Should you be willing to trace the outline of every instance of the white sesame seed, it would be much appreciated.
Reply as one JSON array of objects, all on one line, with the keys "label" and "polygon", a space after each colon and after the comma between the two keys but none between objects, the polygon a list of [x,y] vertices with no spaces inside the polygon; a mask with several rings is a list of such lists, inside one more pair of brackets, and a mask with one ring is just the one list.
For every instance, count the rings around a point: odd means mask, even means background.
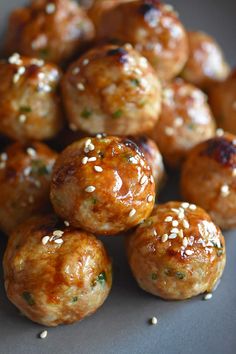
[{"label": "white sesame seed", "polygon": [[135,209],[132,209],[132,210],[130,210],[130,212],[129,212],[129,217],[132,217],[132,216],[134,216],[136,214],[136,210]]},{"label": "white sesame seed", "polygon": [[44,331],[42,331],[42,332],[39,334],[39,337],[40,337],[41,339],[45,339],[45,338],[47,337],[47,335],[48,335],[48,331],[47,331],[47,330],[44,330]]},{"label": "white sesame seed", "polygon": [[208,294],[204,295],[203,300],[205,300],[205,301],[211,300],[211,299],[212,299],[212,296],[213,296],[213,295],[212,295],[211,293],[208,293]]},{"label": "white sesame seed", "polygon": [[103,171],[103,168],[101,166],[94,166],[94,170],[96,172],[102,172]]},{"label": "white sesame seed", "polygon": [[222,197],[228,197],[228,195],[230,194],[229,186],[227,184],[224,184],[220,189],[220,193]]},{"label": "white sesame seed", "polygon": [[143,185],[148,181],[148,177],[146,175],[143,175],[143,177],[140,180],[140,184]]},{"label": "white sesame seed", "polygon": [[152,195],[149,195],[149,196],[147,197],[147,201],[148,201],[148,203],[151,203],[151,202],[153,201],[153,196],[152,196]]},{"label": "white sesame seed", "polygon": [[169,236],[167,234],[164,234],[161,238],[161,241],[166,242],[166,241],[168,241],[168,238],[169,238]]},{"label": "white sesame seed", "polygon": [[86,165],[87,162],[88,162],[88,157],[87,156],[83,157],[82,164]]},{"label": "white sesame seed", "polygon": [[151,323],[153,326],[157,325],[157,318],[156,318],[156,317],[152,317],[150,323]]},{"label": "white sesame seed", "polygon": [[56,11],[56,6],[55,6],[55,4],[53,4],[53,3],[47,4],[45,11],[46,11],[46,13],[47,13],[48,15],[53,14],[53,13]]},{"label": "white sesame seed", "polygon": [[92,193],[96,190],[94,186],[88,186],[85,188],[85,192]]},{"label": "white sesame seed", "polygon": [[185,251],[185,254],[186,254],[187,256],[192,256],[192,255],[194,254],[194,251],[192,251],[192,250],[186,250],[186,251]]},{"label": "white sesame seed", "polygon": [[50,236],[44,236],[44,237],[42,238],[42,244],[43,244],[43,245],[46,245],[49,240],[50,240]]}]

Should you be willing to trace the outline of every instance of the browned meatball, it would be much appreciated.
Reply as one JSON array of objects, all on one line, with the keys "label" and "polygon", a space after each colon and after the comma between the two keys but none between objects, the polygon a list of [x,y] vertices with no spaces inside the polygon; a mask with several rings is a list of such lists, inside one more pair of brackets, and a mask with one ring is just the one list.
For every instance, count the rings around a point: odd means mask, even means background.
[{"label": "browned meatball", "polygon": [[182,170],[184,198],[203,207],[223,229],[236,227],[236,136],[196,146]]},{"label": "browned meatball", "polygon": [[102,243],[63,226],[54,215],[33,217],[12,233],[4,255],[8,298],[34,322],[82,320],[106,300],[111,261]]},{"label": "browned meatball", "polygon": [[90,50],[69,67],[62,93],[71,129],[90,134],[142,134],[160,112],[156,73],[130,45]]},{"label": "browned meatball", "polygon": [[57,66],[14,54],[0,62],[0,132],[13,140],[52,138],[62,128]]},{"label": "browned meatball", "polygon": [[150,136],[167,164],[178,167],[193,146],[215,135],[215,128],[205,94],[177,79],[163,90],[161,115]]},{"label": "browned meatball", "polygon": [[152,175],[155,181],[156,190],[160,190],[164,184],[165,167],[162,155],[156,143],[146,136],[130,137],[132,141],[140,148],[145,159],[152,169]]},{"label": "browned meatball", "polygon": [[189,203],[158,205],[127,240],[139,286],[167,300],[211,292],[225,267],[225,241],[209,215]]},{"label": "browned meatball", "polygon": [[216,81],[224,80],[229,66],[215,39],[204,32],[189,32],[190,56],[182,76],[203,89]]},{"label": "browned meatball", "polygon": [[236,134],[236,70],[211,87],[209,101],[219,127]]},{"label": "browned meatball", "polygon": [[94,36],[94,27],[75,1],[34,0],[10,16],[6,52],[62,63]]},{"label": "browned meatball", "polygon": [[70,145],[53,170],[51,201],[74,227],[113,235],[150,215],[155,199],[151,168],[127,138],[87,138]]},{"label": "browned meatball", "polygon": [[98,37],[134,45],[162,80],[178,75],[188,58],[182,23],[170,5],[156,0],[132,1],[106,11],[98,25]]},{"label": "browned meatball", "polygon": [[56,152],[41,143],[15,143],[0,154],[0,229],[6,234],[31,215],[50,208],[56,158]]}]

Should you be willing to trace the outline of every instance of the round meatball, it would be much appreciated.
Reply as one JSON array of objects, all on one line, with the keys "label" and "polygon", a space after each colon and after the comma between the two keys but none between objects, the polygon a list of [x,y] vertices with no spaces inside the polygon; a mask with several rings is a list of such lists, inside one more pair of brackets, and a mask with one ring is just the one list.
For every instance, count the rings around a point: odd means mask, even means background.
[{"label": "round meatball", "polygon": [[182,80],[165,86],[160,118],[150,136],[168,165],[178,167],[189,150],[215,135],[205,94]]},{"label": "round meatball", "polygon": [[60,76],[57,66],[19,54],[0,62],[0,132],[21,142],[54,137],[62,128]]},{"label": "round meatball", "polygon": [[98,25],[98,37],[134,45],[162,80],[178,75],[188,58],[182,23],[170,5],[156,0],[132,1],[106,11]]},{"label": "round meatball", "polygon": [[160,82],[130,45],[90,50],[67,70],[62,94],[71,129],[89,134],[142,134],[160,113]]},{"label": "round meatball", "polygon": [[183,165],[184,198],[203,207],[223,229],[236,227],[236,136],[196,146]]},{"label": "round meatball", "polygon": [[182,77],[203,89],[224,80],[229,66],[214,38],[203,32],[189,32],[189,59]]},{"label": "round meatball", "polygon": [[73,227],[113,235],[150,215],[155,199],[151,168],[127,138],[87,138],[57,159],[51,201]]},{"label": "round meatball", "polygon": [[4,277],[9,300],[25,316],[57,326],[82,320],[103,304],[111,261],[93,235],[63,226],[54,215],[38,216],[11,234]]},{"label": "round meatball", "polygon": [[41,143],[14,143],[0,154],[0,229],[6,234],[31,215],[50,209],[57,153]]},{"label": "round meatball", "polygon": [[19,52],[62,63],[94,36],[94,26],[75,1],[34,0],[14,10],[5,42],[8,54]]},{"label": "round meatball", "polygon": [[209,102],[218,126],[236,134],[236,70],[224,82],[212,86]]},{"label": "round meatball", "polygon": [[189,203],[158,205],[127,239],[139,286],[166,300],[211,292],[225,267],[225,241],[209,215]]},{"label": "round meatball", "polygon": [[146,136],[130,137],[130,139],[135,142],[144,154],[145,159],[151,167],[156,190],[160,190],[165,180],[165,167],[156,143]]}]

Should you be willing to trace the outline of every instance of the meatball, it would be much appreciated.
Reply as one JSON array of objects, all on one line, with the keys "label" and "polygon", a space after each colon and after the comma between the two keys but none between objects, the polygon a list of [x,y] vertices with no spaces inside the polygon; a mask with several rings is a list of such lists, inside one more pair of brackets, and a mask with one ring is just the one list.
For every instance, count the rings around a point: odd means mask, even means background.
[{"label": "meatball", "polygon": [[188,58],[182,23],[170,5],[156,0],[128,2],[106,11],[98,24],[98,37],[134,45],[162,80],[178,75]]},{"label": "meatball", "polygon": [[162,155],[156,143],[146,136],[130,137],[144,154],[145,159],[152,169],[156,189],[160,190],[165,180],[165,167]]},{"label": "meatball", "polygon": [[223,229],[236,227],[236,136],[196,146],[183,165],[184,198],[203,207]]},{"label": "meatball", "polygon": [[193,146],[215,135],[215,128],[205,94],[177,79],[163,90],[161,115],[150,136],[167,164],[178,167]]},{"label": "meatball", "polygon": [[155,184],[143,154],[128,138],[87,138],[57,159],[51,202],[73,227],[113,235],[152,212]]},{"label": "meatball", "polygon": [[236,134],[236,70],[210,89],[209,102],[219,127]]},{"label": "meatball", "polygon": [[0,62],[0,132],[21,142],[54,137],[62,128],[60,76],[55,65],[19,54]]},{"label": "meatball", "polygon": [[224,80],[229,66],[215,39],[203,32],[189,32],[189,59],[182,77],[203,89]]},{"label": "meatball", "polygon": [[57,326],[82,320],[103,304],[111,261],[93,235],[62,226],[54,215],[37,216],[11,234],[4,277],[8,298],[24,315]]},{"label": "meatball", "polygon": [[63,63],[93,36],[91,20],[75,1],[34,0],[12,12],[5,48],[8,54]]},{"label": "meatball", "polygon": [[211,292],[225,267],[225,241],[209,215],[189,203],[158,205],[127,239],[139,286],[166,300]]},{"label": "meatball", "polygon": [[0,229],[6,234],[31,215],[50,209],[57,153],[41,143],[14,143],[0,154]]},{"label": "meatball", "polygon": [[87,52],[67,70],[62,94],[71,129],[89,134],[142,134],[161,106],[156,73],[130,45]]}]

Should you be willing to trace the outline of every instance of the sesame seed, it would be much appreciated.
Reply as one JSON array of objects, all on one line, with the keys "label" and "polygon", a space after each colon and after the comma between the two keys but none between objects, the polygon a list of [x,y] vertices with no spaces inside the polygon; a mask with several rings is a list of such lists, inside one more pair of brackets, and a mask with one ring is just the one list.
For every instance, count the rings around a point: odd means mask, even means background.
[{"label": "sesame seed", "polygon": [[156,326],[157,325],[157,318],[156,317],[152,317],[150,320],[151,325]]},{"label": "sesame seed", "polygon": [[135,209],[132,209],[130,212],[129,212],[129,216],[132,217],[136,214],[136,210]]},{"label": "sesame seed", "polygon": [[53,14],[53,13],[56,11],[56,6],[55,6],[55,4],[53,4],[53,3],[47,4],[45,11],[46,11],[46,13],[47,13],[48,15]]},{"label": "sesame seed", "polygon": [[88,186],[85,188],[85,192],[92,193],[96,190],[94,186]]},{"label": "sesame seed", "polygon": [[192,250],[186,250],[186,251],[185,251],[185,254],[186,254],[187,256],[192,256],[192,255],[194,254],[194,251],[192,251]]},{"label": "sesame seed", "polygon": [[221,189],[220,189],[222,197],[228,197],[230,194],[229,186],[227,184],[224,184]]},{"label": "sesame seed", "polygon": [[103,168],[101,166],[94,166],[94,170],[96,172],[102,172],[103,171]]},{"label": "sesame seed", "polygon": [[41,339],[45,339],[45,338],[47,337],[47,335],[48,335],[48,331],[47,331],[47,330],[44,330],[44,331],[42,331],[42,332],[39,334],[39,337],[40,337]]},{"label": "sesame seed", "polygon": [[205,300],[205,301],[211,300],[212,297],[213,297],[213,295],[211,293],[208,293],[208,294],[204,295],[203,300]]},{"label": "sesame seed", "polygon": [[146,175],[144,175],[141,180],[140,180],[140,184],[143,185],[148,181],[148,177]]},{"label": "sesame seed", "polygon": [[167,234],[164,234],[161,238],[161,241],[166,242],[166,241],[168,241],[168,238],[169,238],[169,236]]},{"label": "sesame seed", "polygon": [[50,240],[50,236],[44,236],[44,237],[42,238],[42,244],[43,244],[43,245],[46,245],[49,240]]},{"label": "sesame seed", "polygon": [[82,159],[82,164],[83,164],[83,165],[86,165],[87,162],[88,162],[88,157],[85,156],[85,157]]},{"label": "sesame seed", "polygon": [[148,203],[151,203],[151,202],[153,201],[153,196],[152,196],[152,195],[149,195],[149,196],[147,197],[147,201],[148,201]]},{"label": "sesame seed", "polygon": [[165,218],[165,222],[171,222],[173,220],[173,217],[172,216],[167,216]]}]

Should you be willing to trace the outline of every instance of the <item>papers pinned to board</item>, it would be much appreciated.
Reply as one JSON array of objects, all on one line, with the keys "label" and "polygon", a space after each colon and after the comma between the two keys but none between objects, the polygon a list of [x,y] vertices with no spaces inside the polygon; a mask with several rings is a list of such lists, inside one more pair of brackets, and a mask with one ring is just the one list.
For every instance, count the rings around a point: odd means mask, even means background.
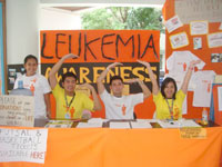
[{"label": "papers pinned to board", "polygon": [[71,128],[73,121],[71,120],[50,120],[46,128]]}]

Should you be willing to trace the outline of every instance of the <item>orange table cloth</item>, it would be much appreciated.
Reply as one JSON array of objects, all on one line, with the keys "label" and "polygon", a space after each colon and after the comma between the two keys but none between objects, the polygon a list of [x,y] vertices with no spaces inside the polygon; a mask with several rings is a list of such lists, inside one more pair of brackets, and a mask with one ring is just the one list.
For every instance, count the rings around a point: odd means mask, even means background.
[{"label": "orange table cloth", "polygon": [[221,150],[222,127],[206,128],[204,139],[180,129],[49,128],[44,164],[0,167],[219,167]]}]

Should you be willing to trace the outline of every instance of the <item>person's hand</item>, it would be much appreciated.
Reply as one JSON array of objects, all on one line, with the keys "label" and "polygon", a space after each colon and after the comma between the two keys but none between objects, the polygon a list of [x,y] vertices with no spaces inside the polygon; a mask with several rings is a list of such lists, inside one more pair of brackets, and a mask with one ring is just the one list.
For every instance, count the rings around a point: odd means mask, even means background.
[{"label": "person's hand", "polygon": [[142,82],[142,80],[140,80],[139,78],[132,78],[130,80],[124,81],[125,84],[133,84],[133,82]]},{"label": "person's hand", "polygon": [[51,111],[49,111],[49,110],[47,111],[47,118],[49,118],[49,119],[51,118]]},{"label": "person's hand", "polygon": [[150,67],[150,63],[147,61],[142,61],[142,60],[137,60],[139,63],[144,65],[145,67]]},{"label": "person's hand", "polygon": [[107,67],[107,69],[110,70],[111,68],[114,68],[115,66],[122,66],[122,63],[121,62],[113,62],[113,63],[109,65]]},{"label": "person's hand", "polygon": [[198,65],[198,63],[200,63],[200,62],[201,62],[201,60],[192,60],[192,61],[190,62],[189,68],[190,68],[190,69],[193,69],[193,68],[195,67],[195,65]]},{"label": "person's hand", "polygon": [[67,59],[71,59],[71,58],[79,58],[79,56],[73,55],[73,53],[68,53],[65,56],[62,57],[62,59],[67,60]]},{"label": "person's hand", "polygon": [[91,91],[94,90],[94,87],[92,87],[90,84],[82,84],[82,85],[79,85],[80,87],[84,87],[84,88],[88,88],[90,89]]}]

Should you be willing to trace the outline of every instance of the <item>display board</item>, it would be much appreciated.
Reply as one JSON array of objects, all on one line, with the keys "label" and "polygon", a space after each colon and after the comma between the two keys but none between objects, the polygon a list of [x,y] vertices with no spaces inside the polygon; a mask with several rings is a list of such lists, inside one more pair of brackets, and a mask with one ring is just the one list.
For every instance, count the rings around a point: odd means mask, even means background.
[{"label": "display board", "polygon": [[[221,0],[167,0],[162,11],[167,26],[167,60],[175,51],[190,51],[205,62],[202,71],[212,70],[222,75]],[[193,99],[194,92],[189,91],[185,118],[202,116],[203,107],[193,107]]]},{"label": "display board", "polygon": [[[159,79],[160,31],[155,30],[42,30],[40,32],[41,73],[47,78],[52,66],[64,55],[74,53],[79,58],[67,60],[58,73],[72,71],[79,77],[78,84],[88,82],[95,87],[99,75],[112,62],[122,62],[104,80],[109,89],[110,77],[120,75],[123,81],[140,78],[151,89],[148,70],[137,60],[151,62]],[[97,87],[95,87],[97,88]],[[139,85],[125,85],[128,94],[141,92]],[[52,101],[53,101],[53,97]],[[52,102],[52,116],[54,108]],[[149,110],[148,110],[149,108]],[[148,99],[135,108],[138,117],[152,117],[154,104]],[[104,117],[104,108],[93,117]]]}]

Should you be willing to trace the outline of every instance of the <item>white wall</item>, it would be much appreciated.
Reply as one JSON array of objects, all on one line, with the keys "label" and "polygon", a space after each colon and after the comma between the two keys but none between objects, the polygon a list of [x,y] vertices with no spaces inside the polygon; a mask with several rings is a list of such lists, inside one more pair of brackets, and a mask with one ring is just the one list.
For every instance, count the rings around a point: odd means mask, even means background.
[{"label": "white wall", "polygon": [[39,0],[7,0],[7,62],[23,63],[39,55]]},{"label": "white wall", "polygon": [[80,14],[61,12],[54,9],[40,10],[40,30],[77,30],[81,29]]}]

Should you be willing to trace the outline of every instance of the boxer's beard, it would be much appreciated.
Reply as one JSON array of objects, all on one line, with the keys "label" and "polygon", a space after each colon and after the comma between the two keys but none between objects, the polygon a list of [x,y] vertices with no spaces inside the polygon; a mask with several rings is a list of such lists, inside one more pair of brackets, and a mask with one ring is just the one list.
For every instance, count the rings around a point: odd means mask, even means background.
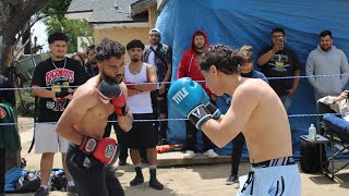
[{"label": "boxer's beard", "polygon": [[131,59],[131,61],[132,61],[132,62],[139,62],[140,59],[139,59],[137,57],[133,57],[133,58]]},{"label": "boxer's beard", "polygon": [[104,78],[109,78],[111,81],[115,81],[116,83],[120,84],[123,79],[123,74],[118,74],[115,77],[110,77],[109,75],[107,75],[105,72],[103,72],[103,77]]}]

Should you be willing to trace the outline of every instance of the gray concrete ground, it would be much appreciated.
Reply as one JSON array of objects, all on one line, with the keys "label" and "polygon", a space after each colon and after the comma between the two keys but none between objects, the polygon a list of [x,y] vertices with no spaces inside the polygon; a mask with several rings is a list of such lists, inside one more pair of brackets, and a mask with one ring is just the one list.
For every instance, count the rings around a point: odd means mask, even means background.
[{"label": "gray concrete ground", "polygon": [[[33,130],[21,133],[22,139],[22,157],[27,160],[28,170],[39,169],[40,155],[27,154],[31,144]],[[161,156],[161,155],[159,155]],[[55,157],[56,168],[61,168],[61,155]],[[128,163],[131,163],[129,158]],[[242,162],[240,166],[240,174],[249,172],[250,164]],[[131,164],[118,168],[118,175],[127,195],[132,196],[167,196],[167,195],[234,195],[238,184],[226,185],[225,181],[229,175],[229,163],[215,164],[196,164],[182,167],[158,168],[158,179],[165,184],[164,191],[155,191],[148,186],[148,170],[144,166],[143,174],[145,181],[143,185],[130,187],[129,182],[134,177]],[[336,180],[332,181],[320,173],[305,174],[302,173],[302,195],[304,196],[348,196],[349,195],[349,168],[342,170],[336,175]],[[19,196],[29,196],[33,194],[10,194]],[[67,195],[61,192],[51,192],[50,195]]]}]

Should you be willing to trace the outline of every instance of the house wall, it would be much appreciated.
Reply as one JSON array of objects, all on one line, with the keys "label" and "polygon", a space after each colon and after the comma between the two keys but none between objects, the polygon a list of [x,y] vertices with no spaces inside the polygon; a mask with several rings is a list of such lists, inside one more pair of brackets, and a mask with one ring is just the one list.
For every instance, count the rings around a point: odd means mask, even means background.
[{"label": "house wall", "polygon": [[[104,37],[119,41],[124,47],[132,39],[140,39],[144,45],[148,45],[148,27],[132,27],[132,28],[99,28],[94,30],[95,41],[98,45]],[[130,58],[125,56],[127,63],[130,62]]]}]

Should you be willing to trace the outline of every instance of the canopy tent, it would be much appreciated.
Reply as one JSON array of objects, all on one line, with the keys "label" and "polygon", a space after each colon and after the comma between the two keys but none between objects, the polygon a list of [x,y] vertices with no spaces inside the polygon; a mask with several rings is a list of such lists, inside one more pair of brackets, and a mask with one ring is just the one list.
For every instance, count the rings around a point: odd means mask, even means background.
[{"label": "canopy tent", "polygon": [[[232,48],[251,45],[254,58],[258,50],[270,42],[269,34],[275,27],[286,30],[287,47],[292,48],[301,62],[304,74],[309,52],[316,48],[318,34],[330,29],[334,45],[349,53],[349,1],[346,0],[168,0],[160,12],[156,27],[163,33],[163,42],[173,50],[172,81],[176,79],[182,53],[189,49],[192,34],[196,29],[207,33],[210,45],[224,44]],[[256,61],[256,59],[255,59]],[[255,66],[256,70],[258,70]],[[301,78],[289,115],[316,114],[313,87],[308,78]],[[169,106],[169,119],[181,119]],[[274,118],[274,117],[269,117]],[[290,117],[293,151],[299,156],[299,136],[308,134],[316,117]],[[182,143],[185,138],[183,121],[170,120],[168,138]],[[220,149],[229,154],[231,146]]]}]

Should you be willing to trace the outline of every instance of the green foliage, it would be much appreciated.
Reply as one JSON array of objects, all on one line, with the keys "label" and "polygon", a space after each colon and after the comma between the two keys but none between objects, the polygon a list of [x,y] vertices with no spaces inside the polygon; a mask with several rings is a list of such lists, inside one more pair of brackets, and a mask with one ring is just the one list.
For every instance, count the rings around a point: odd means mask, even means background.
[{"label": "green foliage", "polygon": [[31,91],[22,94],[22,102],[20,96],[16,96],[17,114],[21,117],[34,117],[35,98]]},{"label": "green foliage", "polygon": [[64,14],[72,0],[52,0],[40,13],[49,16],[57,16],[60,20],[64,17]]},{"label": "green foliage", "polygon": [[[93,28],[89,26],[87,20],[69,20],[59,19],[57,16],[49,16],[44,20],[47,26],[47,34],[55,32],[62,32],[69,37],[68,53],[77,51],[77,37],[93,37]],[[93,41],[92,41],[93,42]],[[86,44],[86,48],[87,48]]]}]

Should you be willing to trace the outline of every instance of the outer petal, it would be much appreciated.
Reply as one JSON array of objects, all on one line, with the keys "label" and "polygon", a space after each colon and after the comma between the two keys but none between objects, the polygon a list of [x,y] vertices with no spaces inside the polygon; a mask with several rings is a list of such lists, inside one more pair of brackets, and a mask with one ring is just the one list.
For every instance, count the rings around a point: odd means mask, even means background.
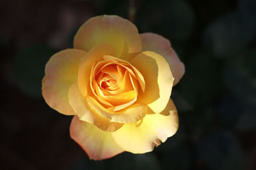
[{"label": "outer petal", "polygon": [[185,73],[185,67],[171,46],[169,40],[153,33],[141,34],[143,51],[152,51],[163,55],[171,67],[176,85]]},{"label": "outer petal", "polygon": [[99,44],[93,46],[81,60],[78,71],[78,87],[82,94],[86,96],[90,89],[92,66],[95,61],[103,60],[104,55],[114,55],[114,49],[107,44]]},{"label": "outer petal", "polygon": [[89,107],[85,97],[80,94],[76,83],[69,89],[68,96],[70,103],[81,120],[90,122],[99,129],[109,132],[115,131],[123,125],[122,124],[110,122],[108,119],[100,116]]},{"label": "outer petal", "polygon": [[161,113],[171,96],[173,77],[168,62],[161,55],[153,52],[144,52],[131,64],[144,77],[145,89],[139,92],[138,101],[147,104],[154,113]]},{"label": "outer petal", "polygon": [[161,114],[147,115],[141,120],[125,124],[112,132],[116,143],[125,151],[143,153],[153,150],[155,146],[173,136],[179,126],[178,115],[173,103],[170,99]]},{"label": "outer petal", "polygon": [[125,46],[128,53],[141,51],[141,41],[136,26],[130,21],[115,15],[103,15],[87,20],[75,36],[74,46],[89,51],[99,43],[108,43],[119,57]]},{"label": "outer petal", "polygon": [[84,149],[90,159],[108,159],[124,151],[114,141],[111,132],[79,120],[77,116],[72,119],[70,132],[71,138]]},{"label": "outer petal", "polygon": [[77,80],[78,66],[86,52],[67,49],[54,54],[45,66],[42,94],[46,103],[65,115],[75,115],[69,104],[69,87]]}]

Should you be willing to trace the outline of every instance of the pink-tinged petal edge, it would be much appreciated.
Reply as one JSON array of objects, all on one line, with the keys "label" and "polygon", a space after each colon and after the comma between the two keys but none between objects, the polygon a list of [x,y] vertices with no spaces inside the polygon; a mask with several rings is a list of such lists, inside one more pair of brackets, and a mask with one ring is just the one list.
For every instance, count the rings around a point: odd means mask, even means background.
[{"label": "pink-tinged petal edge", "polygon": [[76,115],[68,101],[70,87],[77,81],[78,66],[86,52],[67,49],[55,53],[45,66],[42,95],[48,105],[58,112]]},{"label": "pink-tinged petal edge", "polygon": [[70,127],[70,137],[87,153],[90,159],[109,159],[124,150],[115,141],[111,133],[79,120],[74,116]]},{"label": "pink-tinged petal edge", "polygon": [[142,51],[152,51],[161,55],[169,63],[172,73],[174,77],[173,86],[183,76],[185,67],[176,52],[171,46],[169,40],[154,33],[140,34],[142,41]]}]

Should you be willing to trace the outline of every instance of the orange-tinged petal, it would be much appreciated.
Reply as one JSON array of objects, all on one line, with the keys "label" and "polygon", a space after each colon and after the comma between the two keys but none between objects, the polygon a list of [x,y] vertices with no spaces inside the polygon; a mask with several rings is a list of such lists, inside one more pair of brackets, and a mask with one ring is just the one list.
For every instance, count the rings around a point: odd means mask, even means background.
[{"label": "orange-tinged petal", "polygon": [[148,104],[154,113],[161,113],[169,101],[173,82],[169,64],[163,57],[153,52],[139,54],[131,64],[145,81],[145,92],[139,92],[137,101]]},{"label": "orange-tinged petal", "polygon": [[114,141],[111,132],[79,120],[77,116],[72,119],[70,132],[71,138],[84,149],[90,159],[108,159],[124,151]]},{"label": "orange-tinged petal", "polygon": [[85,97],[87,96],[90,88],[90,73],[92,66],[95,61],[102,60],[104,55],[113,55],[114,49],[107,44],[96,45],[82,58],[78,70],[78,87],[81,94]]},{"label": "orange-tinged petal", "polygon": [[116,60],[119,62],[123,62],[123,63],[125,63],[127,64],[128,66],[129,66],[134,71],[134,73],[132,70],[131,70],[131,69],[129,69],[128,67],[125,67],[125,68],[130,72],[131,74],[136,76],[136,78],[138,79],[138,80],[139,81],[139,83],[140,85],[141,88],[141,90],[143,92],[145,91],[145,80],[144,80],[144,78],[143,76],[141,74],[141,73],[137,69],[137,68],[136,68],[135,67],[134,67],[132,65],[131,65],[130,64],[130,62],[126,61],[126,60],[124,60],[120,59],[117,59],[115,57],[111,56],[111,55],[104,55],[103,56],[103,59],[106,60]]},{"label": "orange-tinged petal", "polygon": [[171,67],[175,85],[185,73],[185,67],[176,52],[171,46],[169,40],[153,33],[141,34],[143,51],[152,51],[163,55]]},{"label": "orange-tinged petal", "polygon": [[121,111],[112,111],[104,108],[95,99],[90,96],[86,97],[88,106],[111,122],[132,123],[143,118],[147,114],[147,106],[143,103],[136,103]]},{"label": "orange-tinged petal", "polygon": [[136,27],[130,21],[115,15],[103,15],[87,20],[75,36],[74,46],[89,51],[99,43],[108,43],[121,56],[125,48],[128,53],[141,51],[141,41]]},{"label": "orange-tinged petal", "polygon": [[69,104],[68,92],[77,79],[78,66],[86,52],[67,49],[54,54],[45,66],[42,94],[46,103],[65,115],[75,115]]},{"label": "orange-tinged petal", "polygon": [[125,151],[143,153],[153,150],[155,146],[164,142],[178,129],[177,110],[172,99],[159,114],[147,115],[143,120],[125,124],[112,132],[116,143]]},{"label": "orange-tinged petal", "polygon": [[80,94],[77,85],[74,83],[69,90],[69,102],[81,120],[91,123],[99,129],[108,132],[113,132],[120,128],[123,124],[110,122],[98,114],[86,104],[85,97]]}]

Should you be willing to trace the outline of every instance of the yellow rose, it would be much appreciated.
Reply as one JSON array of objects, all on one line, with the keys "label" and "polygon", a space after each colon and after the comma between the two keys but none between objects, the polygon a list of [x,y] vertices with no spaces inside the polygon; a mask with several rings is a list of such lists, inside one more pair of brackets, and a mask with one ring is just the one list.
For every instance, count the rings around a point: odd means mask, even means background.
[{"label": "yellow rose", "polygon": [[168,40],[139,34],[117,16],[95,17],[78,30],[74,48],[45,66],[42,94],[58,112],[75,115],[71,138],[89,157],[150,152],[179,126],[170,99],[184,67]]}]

*Objetivo*:
Indica cuántas líneas de las entradas de arriba contienen la palabra "cloth". Responde solo con el número.

*Respuesta*:
2